═════ Document text

Thirty Minutes Of Reading Aloud a Day Could Help Keep School Failure Away

Children develop the skills needed for literacy and language before the age of three. But they aren’t formally taught those skills until they are of school age. So, how do parents set their children up to succeed scholastically? The answer is to read to them out loud, according to pediatrician Robert E. Burke, MD.

“During those first few years, you’re developing the capacity to learn,” he said. “The brain is kind of a blank slate that will be molded and developed. And reading is one of the most influential ways to accomplish that.”

The pediatrician said to think of it as giving your child a vaccine.

“If you could give kids something that would prevent school failure and that would prevent a lot of behavioral problems, you’d want to give it to everybody,” he said. “So, in order to be successful in school, you have to be able to read.”

Often times poor performance in school leads to poor employment, poor health and a lifetime of dependency, Dr. Burke said. Then that person has a family and perpetuates the cycle.

But that can all be avoided if parents simply take 15 to 30 minutes a day to read out loud to their child.


“You’re helping them develop skills for literacy at the same time that you’re teaching them language,” he said. “You’re also nurturing the relationship with the caretaker.”

Studies show that the more words a child hears, the faster they develop language.

══════════
═════ Provided material

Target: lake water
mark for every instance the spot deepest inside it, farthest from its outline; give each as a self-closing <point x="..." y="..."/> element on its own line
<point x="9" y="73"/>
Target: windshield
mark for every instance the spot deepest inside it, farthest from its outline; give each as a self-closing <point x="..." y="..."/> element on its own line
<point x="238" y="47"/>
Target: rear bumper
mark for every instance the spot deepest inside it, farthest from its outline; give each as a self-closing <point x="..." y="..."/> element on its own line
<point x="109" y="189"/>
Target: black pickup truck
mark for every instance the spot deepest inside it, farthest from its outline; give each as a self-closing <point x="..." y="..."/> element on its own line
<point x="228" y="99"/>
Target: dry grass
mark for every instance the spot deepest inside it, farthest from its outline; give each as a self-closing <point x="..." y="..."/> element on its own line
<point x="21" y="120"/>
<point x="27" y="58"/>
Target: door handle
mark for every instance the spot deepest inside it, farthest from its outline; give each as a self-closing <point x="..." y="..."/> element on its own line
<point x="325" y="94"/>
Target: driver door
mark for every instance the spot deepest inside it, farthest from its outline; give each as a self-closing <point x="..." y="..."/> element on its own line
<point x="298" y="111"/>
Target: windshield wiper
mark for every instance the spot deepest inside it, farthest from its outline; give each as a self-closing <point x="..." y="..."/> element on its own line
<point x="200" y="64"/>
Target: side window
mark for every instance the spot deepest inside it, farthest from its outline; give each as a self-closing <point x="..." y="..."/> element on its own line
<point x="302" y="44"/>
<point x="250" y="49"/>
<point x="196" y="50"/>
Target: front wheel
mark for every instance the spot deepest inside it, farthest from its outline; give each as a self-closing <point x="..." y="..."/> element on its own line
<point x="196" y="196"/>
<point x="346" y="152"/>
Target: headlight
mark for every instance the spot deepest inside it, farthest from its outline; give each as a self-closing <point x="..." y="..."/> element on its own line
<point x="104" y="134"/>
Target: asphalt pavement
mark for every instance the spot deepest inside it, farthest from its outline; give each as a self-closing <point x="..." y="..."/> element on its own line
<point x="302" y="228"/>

══════════

**Tasks to complete**:
**A)** Answer these from the article on reading aloud to children, one line each:
(i) Before what age do children develop the skills needed for literacy and language?
(ii) How many minutes a day should parents read out loud to their child?
(iii) What does the pediatrician say to think of reading aloud as giving a child?
**B)** Extend the article on reading aloud to children from the point where it stops.

**Answers to this exercise**:
**A)**
(i) Before the age of three.
(ii) 15 to 30 minutes a day.
(iii) A vaccine.

**B)**
Because some parents don’t have the funds to buy books for their young children, Scott & White initiated a program in 1998, funded by the Children’s Miracle Network and the Scott & White Health Plan, to help those families bring literacy to their homes.

“A new book is given to our patients at well child checkups from age six months to five years of age,” Dr. Burke said. “Along with the book, we also give a verbal prescription to read to their child for 20 to 30 minutes daily.”

Although age-appropriate books are the best to read to your child, the doctor said that anything you read is helping them develop skills for life and a stronger relationship with their caregiver.

“You can even use magazines or newspapers,” he said. “The reading material isn’t as important as the act of sharing the book.”

For more information about how to promote reading in your household, visit reachoutandread.org or ask your Scott & White pediatrician where you can get your free book.

Is your home literacy-friendly?

Here are few items from the Home Literacy Environment Checklist (pdf) from reachoutandread.org to help you determine if your home promotes literacy.

What my child is…

  • My child has at least one alphabet book (e.g., Dr. Seuss’s ABC book).
  • My child has magnetized alphabet letters to play with.
  • My child has crayons and pencils readily available for writing and drawing.

What I or another adult do…

  • I or another adult in the house read a picture book with my child at least once a week.
  • I or another adult in the house read a picture book with my child at least four times a week.
  • I or another adult in the house teach new words to my child at least once a week.

What I am…

  • I am a good reader.
  • I have a large vocabulary.
  • I began to read picture books with my child before he or she was a year old.

Does your child have a favorite book? Share what books bring you and your child together for your 30 minutes of reading time.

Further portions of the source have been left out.